** Data excerpts follows **
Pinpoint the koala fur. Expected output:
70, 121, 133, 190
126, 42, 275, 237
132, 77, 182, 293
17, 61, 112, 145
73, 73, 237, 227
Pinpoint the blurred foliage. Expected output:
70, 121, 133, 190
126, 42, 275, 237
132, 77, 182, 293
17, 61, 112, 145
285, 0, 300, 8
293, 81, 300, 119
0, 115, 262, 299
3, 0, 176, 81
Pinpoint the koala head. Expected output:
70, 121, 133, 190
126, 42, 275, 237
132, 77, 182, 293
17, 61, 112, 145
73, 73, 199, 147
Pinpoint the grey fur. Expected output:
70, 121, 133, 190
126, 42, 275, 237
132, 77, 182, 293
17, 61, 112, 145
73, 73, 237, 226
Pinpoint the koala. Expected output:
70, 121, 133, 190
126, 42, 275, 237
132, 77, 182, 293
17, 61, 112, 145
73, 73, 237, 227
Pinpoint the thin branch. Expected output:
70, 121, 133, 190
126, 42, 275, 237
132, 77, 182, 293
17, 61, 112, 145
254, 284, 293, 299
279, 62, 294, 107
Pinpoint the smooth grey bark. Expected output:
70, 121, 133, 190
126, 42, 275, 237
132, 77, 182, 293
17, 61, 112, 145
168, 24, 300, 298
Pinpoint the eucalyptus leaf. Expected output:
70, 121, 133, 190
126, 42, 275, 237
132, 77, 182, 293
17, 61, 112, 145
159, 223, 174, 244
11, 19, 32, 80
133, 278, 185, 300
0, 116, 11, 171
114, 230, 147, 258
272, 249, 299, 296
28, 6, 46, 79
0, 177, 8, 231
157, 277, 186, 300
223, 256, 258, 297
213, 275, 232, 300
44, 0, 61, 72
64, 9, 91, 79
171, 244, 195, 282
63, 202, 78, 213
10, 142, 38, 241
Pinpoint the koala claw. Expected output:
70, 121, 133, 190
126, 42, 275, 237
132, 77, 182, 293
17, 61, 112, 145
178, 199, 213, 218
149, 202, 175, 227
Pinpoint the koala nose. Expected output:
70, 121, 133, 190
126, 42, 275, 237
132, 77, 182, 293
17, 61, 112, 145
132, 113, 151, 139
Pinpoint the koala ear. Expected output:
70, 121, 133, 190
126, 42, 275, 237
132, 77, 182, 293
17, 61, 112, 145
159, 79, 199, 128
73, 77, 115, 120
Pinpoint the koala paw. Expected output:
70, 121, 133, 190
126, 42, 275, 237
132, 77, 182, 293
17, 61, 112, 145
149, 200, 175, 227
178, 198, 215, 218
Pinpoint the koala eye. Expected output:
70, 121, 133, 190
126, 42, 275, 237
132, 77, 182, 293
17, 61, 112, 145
** End of Data excerpts **
Exercise description:
Could you write out, exactly, each line of the data above from the one containing "Pinpoint the koala ear." through the last, including both?

Solution below:
Pinpoint the koala ear. Expected output:
70, 121, 133, 190
126, 42, 275, 237
132, 77, 182, 293
17, 61, 112, 145
159, 79, 199, 128
73, 77, 115, 120
Pinpoint the koala paw. Expected output:
70, 121, 133, 190
126, 42, 275, 237
132, 77, 182, 293
17, 61, 112, 145
149, 200, 175, 227
178, 198, 215, 218
Pinpoint the koala eye. Expected output:
70, 121, 133, 190
126, 42, 275, 237
132, 77, 182, 293
17, 61, 112, 145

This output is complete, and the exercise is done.